▶ Source passage:
────────────────────

Stocks on the Hang Seng Index face their worst slumps in operating income since the 2008 Global Financial Crisis
- Operating income among the 50 stocks on the benchmark Hang Seng Index would drop 19 per cent on average this quarter, according to a Bloomberg compilation of analysts’ forecasts
- That would make it the biggest contraction since the 2008 Global Financial Crisis
Hong Kong stocks are poised for their worst quarter since 2015 and corporate earnings are unlikely to save them.
After a sell-off erased more than US$600 billion from the city’s equities, attractive valuations stood as a potential bright spot. But those multiples don’t look so good when analysts keep slashing their profit forecasts for 2019. Their call for an average 19 per cent slump in operating income would be the biggest contraction for Hang Seng Index companies since the global financial crisis, data compiled by Bloomberg show.

────────────────────

▶ Data entries:

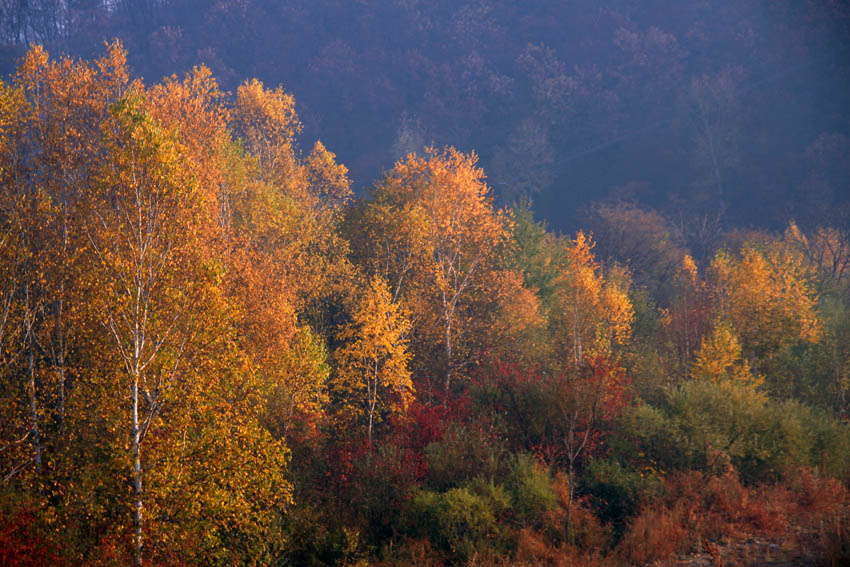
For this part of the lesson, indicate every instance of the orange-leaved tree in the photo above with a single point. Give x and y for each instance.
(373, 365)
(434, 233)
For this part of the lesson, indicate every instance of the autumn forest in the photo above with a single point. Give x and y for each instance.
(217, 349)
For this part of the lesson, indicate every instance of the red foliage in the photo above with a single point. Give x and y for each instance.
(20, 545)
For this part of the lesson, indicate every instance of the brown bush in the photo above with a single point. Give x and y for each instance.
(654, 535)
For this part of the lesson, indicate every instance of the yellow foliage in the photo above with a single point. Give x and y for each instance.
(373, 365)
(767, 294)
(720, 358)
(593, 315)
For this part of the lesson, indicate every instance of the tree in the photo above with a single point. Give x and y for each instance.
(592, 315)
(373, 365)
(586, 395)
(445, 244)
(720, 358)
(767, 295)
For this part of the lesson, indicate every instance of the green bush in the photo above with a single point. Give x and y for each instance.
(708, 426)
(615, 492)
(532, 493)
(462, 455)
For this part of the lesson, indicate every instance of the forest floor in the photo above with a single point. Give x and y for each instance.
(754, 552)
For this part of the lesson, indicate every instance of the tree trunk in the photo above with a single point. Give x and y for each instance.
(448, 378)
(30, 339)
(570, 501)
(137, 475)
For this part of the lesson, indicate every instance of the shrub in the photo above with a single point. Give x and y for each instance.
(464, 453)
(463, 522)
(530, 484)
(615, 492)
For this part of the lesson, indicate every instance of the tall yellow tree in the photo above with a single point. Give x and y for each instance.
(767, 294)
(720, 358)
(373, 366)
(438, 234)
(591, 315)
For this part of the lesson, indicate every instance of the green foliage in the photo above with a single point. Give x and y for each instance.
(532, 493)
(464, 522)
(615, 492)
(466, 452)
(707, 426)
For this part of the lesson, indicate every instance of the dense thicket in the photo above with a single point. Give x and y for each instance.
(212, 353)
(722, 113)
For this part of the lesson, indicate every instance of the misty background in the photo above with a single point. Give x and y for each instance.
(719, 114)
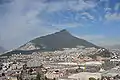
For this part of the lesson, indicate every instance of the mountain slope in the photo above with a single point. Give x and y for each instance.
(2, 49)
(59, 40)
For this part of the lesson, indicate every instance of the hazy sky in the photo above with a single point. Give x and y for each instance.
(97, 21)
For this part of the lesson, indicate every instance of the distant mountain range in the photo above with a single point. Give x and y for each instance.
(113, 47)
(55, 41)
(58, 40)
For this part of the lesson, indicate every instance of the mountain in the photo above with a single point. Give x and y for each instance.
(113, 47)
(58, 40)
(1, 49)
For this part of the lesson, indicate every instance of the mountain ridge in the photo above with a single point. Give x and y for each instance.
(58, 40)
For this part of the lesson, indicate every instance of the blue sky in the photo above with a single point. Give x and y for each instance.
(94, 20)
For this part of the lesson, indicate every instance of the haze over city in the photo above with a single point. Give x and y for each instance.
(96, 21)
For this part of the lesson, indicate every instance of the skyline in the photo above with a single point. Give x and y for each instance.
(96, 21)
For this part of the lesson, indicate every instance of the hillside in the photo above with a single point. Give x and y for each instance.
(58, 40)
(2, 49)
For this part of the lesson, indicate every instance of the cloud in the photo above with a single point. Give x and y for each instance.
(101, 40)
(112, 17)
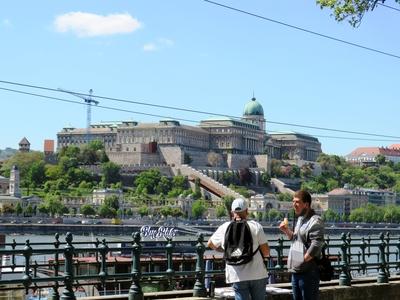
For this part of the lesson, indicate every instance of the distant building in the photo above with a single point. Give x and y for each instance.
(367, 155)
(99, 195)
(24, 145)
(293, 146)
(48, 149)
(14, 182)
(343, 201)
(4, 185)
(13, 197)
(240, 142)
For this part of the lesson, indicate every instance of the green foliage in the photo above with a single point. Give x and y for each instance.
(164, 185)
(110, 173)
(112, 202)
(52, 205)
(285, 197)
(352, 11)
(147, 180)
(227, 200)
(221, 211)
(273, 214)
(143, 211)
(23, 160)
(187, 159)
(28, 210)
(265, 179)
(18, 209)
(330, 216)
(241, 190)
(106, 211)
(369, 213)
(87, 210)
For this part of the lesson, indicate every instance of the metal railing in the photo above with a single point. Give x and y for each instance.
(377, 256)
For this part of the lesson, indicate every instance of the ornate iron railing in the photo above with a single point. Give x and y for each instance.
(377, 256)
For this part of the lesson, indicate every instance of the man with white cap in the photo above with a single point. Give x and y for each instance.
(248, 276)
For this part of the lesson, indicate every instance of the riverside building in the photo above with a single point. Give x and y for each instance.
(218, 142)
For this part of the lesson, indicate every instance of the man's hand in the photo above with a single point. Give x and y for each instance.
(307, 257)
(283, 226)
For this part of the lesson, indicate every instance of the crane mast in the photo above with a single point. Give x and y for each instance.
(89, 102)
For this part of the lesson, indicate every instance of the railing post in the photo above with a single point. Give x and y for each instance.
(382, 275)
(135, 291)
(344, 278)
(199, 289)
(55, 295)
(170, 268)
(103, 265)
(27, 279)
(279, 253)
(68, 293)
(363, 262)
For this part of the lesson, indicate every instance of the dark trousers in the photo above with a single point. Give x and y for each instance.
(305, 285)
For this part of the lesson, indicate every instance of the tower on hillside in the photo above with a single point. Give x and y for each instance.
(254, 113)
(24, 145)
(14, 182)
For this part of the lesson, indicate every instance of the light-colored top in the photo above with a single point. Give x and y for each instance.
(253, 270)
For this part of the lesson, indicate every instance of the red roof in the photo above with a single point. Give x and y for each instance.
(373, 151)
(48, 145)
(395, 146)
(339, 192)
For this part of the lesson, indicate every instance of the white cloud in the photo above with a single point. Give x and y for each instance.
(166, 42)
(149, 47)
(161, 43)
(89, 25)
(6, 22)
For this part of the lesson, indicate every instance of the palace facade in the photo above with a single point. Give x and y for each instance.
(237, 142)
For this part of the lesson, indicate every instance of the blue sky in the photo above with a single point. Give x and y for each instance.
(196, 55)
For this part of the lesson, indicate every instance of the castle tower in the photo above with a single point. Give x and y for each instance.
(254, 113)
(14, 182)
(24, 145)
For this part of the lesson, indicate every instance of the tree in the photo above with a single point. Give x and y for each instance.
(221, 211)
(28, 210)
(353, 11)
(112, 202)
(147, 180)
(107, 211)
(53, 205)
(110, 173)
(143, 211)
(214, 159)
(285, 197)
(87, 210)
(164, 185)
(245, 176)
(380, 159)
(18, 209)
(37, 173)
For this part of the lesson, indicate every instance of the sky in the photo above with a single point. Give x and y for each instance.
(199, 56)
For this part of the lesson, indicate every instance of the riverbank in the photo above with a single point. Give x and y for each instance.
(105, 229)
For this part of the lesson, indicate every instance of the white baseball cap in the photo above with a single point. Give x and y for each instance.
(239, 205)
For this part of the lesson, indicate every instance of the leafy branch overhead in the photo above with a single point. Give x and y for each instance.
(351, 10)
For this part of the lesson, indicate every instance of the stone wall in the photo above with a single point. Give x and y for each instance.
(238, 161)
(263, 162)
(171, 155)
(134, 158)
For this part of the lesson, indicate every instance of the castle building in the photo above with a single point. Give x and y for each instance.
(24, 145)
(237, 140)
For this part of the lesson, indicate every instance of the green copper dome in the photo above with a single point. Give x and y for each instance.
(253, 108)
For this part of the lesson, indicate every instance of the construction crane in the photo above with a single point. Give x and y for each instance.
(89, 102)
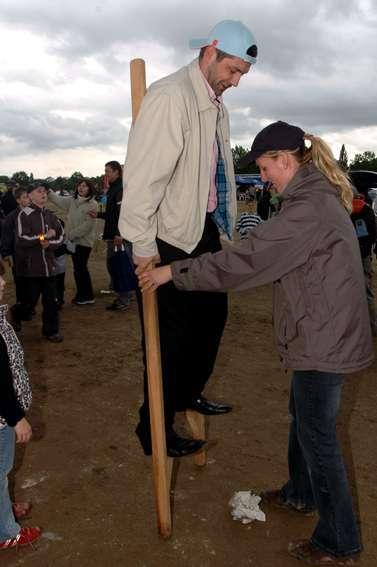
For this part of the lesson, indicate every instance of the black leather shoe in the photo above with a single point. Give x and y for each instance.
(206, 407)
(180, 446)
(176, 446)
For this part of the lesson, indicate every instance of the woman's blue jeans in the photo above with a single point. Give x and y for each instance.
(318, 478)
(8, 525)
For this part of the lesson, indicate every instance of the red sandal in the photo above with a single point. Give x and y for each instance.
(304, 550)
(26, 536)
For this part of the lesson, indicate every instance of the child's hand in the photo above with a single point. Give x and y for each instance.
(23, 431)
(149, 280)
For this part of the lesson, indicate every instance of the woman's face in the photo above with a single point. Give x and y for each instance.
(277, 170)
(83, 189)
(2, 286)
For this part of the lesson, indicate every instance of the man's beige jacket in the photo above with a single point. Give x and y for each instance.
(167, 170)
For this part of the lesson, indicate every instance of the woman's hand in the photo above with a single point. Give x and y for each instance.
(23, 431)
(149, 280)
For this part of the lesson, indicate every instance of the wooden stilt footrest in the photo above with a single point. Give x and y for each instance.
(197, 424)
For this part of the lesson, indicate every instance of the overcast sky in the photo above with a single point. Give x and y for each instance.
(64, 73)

────────────────────

▶ Parts of the exercise:
1/ Based on the article on Hong Kong stocks, why do the attractive valuations no longer look like much of a bright spot?
2/ In the article on Hong Kong stocks, swap "sell-off" for "downturn" and write out the passage starting at "After a sell-off" and ending at "by Bloomberg show.".
These records come from a source unrelated to the text.

▶ Responses to the exercise:
1/ Analysts keep cutting their profit forecasts for 2019. That makes the valuation multiples look less appealing.

2/
After a downturn erased more than US$600 billion from the city’s equities, attractive valuations stood as a potential bright spot. But those multiples don’t look so good when analysts keep slashing their profit forecasts for 2019. Their call for an average 19 per cent slump in operating income would be the biggest contraction for Hang Seng Index companies since the global financial crisis, data compiled by Bloomberg show.